## YOUR TASK
Reproduce the records below verbatim, everything from the line containing "Question. Locate the alamy" down to the line containing "x=991 y=248", both included.

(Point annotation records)
────
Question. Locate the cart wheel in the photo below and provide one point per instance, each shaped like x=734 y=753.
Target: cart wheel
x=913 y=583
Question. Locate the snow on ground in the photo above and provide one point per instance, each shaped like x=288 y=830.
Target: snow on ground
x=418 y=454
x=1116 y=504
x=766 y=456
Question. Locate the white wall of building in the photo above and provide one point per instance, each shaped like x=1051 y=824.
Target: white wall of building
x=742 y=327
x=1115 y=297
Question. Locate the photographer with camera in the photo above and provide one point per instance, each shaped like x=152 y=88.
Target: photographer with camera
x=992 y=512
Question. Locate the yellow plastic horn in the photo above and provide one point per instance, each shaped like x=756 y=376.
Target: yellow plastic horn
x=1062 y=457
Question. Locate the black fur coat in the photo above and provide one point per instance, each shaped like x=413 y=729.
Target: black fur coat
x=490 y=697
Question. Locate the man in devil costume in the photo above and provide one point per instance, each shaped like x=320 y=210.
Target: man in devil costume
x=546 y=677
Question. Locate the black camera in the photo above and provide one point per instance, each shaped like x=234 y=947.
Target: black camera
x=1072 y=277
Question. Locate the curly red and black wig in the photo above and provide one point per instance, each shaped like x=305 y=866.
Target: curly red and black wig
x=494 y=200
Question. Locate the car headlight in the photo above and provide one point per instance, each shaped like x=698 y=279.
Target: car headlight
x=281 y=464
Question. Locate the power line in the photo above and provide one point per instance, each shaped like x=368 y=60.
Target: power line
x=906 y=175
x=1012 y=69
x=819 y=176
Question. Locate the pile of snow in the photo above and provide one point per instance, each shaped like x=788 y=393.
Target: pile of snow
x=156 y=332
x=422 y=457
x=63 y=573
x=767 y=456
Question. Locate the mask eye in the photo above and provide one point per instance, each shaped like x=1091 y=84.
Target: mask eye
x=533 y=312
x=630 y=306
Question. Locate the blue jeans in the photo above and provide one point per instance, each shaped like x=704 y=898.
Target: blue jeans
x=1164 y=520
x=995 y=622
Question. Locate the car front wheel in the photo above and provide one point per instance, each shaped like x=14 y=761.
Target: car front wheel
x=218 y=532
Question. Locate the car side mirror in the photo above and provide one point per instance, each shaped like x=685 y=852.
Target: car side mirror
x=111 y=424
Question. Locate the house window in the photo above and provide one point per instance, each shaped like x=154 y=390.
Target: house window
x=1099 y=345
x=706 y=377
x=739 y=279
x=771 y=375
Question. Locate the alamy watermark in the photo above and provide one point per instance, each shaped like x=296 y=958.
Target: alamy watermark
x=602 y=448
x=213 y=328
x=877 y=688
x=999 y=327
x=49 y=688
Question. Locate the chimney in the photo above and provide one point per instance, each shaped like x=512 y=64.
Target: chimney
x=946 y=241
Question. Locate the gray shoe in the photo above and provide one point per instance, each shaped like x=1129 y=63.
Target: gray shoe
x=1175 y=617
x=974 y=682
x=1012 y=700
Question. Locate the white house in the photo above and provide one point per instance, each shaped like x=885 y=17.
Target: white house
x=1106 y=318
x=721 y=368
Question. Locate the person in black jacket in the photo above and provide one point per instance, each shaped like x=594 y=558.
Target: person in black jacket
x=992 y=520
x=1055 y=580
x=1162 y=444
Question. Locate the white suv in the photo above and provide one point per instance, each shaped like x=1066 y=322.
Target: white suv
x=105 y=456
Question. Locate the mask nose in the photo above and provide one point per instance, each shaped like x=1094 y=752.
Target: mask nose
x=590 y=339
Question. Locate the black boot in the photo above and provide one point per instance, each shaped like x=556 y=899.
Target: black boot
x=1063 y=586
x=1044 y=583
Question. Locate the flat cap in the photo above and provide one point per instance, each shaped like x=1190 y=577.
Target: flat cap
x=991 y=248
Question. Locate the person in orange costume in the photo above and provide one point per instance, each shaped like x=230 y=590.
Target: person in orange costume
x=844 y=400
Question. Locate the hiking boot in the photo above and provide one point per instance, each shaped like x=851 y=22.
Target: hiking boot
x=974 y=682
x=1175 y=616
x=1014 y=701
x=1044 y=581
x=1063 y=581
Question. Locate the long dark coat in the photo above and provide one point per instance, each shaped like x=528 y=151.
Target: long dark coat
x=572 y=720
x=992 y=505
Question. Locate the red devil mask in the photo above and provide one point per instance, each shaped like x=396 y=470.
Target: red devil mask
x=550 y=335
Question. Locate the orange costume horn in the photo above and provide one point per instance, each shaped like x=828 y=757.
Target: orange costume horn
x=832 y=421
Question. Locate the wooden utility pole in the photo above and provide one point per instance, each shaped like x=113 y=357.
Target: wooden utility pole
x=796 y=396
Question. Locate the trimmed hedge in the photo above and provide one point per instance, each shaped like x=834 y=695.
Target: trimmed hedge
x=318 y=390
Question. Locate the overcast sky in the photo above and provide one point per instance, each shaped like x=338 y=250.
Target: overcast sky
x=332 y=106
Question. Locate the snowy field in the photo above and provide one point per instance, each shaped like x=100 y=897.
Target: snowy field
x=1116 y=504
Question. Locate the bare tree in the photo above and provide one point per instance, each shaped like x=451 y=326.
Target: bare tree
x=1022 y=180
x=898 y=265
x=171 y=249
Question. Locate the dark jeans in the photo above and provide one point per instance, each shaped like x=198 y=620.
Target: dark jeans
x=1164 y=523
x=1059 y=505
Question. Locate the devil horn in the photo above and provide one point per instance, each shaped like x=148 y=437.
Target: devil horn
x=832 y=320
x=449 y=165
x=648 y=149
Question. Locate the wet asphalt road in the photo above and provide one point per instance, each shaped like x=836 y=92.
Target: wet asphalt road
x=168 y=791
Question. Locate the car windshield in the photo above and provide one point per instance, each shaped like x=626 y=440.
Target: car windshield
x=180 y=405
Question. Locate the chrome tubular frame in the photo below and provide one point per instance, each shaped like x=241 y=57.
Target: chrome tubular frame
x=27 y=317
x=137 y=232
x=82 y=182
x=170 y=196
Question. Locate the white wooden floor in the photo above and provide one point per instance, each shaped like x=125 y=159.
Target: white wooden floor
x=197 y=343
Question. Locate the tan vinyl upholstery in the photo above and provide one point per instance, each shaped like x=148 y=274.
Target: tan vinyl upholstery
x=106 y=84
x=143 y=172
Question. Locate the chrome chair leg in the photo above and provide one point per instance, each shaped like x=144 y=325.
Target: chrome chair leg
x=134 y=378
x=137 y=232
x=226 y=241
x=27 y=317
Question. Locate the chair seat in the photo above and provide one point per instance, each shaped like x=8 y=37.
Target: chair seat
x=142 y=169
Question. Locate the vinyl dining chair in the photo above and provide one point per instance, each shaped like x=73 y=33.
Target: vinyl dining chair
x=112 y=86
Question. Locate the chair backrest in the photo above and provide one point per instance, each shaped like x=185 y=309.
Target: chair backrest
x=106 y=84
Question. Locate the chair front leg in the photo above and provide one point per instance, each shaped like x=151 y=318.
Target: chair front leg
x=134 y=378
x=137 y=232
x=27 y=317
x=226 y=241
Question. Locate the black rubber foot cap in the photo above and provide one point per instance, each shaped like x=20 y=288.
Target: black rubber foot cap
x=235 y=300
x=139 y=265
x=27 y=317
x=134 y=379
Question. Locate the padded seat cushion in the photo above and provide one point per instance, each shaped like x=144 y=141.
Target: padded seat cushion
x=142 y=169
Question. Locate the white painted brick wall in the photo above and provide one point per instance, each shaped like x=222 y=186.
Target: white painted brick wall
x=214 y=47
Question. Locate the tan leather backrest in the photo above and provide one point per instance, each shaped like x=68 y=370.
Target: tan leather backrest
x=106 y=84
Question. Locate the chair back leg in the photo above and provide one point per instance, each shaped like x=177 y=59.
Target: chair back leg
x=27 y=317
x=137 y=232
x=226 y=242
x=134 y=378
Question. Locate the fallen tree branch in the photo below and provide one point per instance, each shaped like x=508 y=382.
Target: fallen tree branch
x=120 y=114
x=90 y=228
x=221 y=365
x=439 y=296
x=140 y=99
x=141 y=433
────
## FINISHED TASK
Question. Locate the alamy watermark in the photo above and provide one point per instance, each shaped like x=296 y=958.
Target: alamy watermark
x=602 y=448
x=213 y=328
x=877 y=688
x=999 y=327
x=49 y=688
Question. Locate the chimney in the photo above and provide one point per instance, each shaped like x=512 y=64.
Target: chimney
x=946 y=241
Question. Locate the gray shoe in the photo above and provide one point per instance, each shaped like x=1129 y=63.
Target: gray shoe
x=1175 y=617
x=974 y=682
x=1012 y=700
Question. Locate the white house in the photo above and provide one point per instance, each shaped like x=885 y=17.
Target: white house
x=1106 y=318
x=721 y=368
Question. Locate the person in black jacket in the photo above and provide one point per instance, each shaped like x=594 y=558.
Target: person in black jacket
x=992 y=520
x=1055 y=580
x=1162 y=444
Question. Locate the white suv in the photo above and provide one point per instance, each shaped like x=1066 y=322.
Target: white suv
x=105 y=456
Question. Locate the mask nose in the photo above and provide one point per instance, each shaped like x=1094 y=752.
Target: mask nose
x=590 y=339
Question. Locate the black boot in the photo above and provide one point per instance, each shaped like x=556 y=899.
Target: black boot
x=1063 y=586
x=1044 y=583
Question. Locate the flat cap in the photo above and provide one point per instance, each shaped like x=1190 y=577.
Target: flat cap
x=991 y=248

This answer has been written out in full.